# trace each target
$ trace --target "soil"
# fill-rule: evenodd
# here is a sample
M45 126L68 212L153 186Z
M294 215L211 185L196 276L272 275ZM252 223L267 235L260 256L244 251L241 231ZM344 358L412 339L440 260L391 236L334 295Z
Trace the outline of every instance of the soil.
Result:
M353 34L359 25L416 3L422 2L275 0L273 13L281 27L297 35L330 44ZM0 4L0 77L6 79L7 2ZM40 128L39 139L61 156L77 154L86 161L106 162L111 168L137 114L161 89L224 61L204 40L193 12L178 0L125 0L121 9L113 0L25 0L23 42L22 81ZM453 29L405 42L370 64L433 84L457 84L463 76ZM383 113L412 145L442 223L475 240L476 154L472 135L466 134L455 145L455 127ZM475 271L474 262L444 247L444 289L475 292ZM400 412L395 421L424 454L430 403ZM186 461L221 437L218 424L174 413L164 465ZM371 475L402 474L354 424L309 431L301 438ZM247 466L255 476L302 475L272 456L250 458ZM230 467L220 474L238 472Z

++++

- _REQUIRED TASK_
Transcribe all entries exactly as they are given.

- _FULL ANSWER_
# trace each target
$ trace --target "soil"
# fill-rule: evenodd
# here is a sample
M45 126L68 212L153 186Z
M294 215L211 185L196 276L272 275ZM252 223L267 235L260 256L244 251L241 231ZM344 358L412 339L440 260L391 236L334 295Z
Trace the outline of every instance of the soil.
Result:
M353 34L359 25L416 3L422 2L275 0L273 13L281 27L297 35L330 44ZM0 4L0 77L6 79L7 2ZM40 128L39 139L61 156L77 154L86 161L106 162L111 168L137 114L161 89L224 61L204 40L193 12L178 0L125 0L121 9L113 0L25 0L23 42L22 81ZM453 29L405 42L370 64L433 84L457 84L463 76ZM383 113L412 145L442 223L475 240L476 154L472 135L466 134L455 145L455 127ZM475 271L474 262L444 247L444 289L475 292ZM400 412L395 421L424 454L430 403ZM186 461L221 437L218 424L174 413L164 465ZM371 475L402 474L354 424L309 431L301 438ZM247 466L255 476L302 475L272 456L250 458ZM230 467L220 474L238 472Z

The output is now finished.